━━ DATA SECTION

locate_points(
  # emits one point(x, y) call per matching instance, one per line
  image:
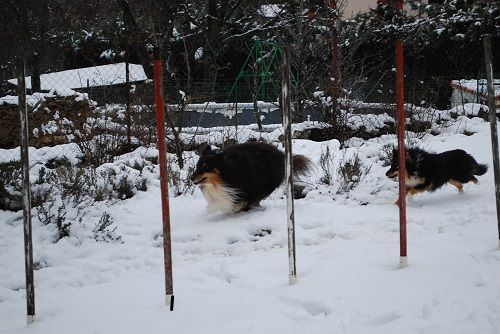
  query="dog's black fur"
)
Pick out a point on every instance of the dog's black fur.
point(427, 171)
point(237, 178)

━━━━
━━ DATA SECTION

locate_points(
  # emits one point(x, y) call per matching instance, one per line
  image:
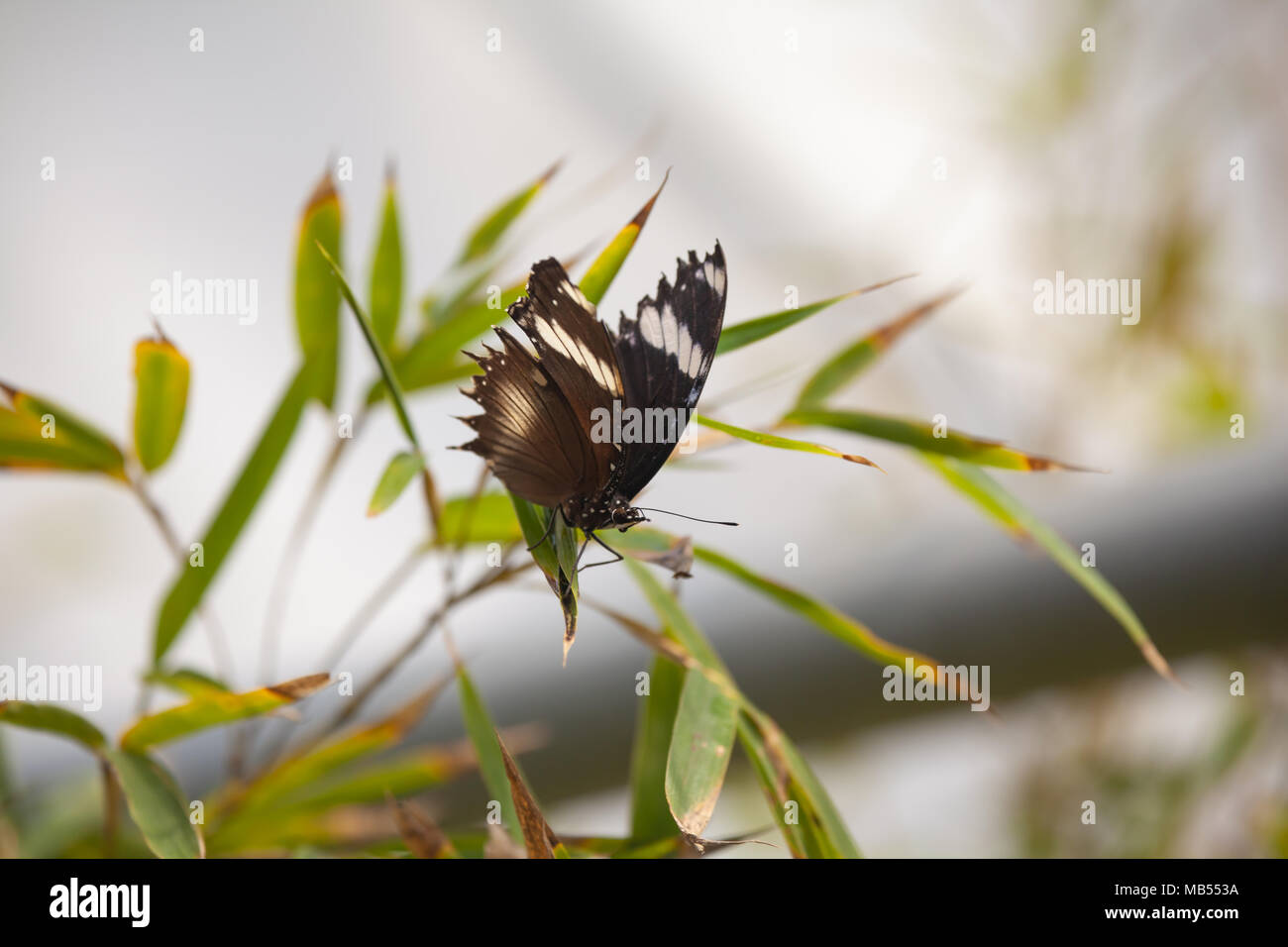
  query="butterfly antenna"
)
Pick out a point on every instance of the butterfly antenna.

━━━━
━━ DATA SECTION

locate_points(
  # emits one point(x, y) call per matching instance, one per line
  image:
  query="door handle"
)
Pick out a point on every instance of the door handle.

━━━━

TO DO — Report every line in the rows above that contains the string "antenna", treating uppercase and lowercase as different.

SOLUTION —
  query="butterfly antenna"
Pick out a point on every instance of the butterfly antenna.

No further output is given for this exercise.